The entries below are to be written out again without alteration.
___ Entries provided
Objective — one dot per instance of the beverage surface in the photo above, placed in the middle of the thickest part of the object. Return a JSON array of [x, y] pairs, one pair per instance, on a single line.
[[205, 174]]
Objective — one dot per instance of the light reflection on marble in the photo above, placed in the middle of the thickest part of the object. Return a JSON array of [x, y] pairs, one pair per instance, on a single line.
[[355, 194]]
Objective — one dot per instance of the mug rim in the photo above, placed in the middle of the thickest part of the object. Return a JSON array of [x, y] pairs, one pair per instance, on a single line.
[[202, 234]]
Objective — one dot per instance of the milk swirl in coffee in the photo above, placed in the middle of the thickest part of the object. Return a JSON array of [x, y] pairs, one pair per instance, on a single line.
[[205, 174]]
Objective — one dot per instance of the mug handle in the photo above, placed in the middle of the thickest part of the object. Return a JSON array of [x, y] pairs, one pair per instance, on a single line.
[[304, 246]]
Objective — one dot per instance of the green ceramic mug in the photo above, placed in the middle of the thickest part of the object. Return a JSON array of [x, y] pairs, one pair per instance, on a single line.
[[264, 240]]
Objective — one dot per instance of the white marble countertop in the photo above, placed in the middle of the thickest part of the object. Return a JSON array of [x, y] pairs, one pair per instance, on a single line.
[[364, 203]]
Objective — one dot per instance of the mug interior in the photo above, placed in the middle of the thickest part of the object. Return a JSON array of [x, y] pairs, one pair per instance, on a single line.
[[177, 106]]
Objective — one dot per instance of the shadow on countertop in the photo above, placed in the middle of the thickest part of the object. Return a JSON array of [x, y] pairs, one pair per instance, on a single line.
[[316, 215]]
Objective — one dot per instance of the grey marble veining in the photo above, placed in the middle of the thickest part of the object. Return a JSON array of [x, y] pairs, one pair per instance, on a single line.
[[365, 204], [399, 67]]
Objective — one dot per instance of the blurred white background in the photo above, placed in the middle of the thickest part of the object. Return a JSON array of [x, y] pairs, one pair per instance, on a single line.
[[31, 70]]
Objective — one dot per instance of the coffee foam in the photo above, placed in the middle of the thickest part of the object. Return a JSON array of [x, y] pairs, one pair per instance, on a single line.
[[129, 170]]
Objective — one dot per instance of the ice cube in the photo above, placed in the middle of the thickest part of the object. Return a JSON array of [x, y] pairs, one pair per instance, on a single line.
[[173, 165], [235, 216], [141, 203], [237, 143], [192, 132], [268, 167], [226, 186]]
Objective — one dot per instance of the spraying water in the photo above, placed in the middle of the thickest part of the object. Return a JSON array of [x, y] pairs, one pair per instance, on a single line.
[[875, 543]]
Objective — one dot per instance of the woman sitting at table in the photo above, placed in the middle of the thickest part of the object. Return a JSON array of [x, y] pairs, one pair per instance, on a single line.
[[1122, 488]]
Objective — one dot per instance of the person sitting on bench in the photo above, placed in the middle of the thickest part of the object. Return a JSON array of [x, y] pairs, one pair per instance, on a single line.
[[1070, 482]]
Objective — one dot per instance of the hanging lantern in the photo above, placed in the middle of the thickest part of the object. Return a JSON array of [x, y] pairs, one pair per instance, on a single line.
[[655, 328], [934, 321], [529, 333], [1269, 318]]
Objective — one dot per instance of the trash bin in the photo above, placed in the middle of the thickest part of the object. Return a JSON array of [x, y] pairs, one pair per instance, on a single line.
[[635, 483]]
______
● Your solution
Objective — one dot per instance of the beverage surface in the photo above, placed in the middle of the thickest part of the object. Return a JSON array of [x, y] pairs, one pair per instance, on a single line.
[[205, 174]]
Objective — one dot per instance of the light reflection on marble in the photo above, placed in the middle of the thickest part of the object. Return a JSON array of [x, y] pairs, one pair per instance, on a single line.
[[355, 194]]
Objective — one dot per instance of the mug rim in the photo above, placed in the middle of the thickest part of the object. Return a JSON array of [x, y] pairs, one pair per instance, on a single line.
[[202, 234]]
Objective — one dot per instance of the milk swirl in coffee in the photo above, placed in the middle of the thickest part of the object. Return a JSON array of [x, y] pairs, one pair per instance, on a single line.
[[205, 174]]
Objective — one dot per instance of the mug handle in the photo above, placed in the middle of the thickest part of the object. Return a JSON array of [x, y] pairs, one pair per instance, on a single line.
[[304, 246]]
Objective — one dot per instance of the green ceramic mug in the photo above, placed in the middle of the thickest part of the object. Return a JSON array of [x, y] pairs, one pair per instance, on a single line.
[[264, 240]]
Objective — one dot per instance of the white marble countertop in the photo above, placed in the middle of the thickest part of the object. Return a JSON array of [x, y] pairs, one pair per instance, on a single line.
[[364, 203]]
Objective — one dot per instance of the mug interior in the photo above, placed in the middle of the thickest part of the object. Return a JSON array of [x, y] pairs, one pair per instance, on a single line.
[[177, 106]]
Objective — one dot per instance of the shadow on countertop in the photo above, placed in the middle of the thickest part of the object. Return a JSON array of [x, y] pairs, one pair per instance, on a single line.
[[316, 215]]
Objective — one dot per instance of the grey marble veining in the photo above, placed in the middle of the thickest part of the object. Return a JSON array of [x, y] pairs, one pair per instance, on a single line.
[[365, 204], [399, 67]]
Objective — one dot per instance of the blurred white background in the photo above, placed in the middle of the thickest part of the object. Return a JSON array of [x, y] pairs, one pair per instance, on a single line.
[[31, 70]]
Objective — one dot per instance of the coffee foam in the photo above, placed in the middle of the thickest part of the object. Return a JSON array of [x, y] pairs, one pair per instance, on a single line.
[[129, 170]]
Objective — one dot per instance of the ice cube in the photo above, placed in the middle of the thickest part of the object. Return a JSON array of [x, y] pairs, one pair per instance, on a single line.
[[173, 165], [235, 216], [141, 203], [237, 143], [192, 132], [268, 167], [226, 186]]
Objective — one dot per instance of the spraying water in the photo above, placed in the middle of the thickest part of the object. Return a JSON array of [x, y] pairs, one pair per instance, on a single line.
[[875, 543]]
Objective — one dot per instance of the woman sitting at table in the photo above, placed in the middle of the thickest part of the object. Return a JSON array of [x, y] pairs, one pair per instance, on a single line.
[[1122, 488]]
Objective — one dot per instance of the person sitting on bench in the photo above, placed in the middle of the thickest part of the object. Return a JSON array of [x, y] pairs, one pair per instance, on a single line.
[[1070, 482]]
Objective — one dot per instance of the hanging lantern in the photo above, placed in the middle of the thickest part of the object. Return a JSON array of [x, y] pairs, one pair per instance, on a single line.
[[655, 328], [934, 321], [529, 333], [1269, 318]]
Objective — one dot per instance of the trash bin in the photo above, placed in the middle of the thickest part of the object. Return a JSON array of [x, y] pairs, one pair per instance, on a single line.
[[635, 483]]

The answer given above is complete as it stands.